§ AIM OF THE EXERCISE: Repeat the entries exactly as they stand.
================================
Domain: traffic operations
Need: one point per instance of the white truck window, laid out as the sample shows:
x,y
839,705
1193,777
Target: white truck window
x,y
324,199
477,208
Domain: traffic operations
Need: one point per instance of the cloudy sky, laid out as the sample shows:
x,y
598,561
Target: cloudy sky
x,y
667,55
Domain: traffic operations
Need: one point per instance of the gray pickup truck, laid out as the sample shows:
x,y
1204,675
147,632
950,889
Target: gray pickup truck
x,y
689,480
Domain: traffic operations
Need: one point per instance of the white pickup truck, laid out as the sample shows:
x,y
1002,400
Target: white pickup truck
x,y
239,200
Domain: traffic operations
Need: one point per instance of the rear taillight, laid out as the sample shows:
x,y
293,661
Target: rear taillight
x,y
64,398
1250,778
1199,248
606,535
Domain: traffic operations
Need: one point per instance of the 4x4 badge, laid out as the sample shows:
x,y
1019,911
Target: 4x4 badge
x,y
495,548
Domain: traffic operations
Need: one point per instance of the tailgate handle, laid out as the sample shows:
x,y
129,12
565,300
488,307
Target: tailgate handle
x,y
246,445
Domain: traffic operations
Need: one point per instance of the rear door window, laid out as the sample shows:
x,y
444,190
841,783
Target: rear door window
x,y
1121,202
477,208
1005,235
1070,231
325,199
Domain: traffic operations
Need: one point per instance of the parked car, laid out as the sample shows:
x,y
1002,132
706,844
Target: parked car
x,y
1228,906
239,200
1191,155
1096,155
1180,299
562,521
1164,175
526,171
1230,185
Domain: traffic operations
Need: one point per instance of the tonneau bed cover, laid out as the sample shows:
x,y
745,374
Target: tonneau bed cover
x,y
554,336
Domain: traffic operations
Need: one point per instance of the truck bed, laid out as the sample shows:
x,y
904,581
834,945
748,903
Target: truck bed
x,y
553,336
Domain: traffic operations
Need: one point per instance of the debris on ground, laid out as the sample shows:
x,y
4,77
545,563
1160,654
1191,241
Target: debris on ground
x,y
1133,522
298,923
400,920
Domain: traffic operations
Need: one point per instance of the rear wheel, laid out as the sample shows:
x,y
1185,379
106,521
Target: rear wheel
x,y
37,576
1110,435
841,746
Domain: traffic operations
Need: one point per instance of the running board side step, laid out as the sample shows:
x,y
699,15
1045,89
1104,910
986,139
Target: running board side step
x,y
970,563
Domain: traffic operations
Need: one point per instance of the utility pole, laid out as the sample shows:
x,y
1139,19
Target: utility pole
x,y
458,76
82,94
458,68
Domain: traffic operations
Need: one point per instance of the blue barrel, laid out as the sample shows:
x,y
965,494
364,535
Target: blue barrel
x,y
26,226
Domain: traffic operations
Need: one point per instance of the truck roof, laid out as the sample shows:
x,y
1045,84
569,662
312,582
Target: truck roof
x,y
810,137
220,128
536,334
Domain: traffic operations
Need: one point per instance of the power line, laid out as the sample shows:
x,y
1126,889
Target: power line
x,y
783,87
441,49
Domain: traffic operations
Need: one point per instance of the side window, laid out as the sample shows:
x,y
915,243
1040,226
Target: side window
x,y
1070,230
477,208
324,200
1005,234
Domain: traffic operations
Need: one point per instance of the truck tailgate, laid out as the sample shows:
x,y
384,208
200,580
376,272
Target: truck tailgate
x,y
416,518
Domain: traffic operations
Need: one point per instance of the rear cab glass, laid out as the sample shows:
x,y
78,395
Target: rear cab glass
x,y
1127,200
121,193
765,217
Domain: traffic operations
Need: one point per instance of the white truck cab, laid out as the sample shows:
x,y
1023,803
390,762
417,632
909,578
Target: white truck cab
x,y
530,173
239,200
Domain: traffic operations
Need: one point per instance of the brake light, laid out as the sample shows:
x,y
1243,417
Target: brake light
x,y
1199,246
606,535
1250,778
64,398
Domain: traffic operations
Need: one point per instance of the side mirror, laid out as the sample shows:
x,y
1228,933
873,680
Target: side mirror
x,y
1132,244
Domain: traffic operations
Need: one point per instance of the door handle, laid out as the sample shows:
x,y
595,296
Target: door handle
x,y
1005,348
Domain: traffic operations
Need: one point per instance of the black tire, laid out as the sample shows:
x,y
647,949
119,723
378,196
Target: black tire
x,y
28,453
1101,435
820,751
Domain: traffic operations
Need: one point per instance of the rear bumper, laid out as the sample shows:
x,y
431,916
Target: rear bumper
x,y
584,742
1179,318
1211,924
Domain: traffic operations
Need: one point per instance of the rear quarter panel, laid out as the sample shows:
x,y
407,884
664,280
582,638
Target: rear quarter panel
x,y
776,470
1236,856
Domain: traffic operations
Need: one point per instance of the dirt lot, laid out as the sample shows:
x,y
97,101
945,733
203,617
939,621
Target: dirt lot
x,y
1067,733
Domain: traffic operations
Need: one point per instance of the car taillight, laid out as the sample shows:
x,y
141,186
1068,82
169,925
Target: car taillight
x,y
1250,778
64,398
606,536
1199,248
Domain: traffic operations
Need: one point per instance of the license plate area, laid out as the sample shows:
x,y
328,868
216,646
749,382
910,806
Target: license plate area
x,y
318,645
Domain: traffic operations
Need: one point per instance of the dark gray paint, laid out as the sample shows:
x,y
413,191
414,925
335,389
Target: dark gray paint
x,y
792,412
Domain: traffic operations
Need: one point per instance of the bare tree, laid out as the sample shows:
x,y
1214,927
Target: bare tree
================================
§ RESULT FOR THIS TASK:
Domain: traffic operations
Need: one point per instance of the white truck window, laid out as the sample shows:
x,y
839,705
1193,777
Target: white truck window
x,y
324,199
477,208
Domain: traffic operations
Need: one point per instance of the cloudy sky, laid out as the sample shows:
x,y
598,561
Target: cloudy sky
x,y
667,55
Domain: traffic operations
Need: one point per instance of the gray pickup truck, laid out as the sample shows:
x,y
1204,675
147,632
950,889
Target: gray pickup truck
x,y
689,480
Domain: traffic operations
Need: one point per instance of the white pickup truck, laid out as the sample shows:
x,y
1002,400
Target: white pickup truck
x,y
239,200
Domain: traffic operations
Need: one point per instance of the rear taillight, laid out as the sample shows:
x,y
293,661
Target: rear taillight
x,y
64,398
1250,778
1199,248
606,535
Domain: traffic operations
Need: one point per instance of the 4x4 badge, laid out as the sample shows:
x,y
1019,911
Target: 4x4 badge
x,y
495,548
Domain: traffic operations
Need: one point per instance of the tailgate handle, laid out as the sample shows:
x,y
129,12
565,300
488,307
Target: tailgate handle
x,y
246,445
Domain: traffic operations
Need: one point per instance of the rear door window, laid out as the sample shows:
x,y
444,190
841,783
Target: rear door window
x,y
1121,202
477,208
1005,235
1070,231
325,199
Domain: traffic operations
Need: one point per instance of the parked car, laid out as the sample shows:
x,y
1002,132
706,844
Target: parked car
x,y
1228,906
239,200
1191,155
1096,155
1180,299
562,521
1164,175
526,171
1230,185
Domain: traffic operations
Need: one point per instance of the tonneau bed cover, laid out as the sample shows:
x,y
745,374
Target: tonneau bed cover
x,y
554,336
Domain: traffic operations
Need: one point per instance of the truck bed, laid out as the sample shows:
x,y
904,581
834,945
748,903
Target: truck bed
x,y
553,336
Domain: traffic operations
Need: one point per instance of the debris on ground, laid out as the sample shows:
x,y
4,77
545,563
1160,654
1191,241
Target: debris on ground
x,y
1133,522
298,923
400,920
Domain: traffic operations
Need: one point per instance of the rear wheel, laid out as the sample shows:
x,y
1185,379
106,521
Target: rear wheel
x,y
37,576
1110,435
841,746
Domain: traffic operations
Need: one point per instance of the running board side step, laid out as the sample shows:
x,y
699,15
1045,89
1104,910
986,139
Target: running board side step
x,y
970,563
Domain: traffic operations
Need: one point per instance of the utility pole, laid out as the sample shows:
x,y
1139,19
Target: utility pole
x,y
458,76
82,94
458,68
Domain: traffic operations
Need: one point per instance of the blue barrel, laid out as the sample shows:
x,y
965,494
364,535
Target: blue barrel
x,y
26,226
Domain: traffic operations
Need: one point per instance of the truck roof, laid out as the sample shows:
x,y
1045,84
569,662
312,582
Target: truck roof
x,y
810,137
220,128
536,334
Domain: traffic operations
Need: one point per instance of the power line, laid out as the sample shows:
x,y
1126,889
Target: power line
x,y
783,87
441,49
Domain: traffic operations
Need: one point per instance of the side window, laid out as the sample shows:
x,y
915,243
1040,226
Target: side window
x,y
1070,230
477,208
324,200
1005,234
Domain: traffic operations
Need: one point per instance of the truck tailgate, laid out as the sample shows:
x,y
384,208
200,580
376,272
Target: truck tailgate
x,y
416,518
Domain: traffic operations
Need: one point per instance of the rear cab glass, laid out as the sample shows:
x,y
78,395
Target: rear cab glass
x,y
1127,200
121,193
765,217
Domain: traffic operations
Need: one point per instance of the white truck cab, laid out as the sample shows:
x,y
1023,803
390,762
417,632
909,578
Target: white truck cab
x,y
530,173
239,200
Domain: traffic operations
Need: one point per instance of the brake light, laid out as the sample shows:
x,y
1243,417
Target: brake light
x,y
1199,246
606,535
1250,778
64,398
Domain: traffic operations
Need: one point per instance of the side mirror, laid out as the sample shows:
x,y
1228,933
873,680
Target: side mirror
x,y
1132,244
Domain: traffic operations
Need: one point per instance of the door handle, laid out as the sample shows:
x,y
595,296
Target: door handle
x,y
1005,348
Domain: traffic operations
Need: one point per instance of the black tire, laid out as the sample shows:
x,y
647,949
119,723
378,196
Target: black tire
x,y
28,453
1101,435
820,751
Domain: traffic operations
Need: one point per instance of the rear bumper, laid out as the sample shows:
x,y
431,916
Target: rear bumper
x,y
584,742
1179,318
1211,924
Domain: traffic operations
Need: one point per instance of the rear quarter panel, laid out as the sample shows:
x,y
407,884
664,280
582,638
Target: rear quarter panel
x,y
776,470
1236,856
Domain: traffic operations
Need: one point per instance of the dirt lot, laid out as the sample shows:
x,y
97,101
945,733
203,617
939,621
Target: dirt lot
x,y
1067,733
Domain: traffic operations
Need: one point per instance of the car taillight, laid out as the sample shows:
x,y
141,186
1068,82
169,925
Target: car taillight
x,y
1250,778
64,398
606,536
1199,248
Domain: traffic operations
Need: one point per instance of the license plate area, laid out as the sample shows:
x,y
328,868
216,646
749,382
910,806
Target: license plate area
x,y
318,645
Domain: traffic operations
Need: one point per instance of the dark gray paint, laid out as the sample shows:
x,y
413,191
414,925
335,389
Target: dark gray paint
x,y
792,412
Domain: traffic operations
Need: one point per instance of the bare tree, laid out as the sample shows:
x,y
1214,927
Target: bare tree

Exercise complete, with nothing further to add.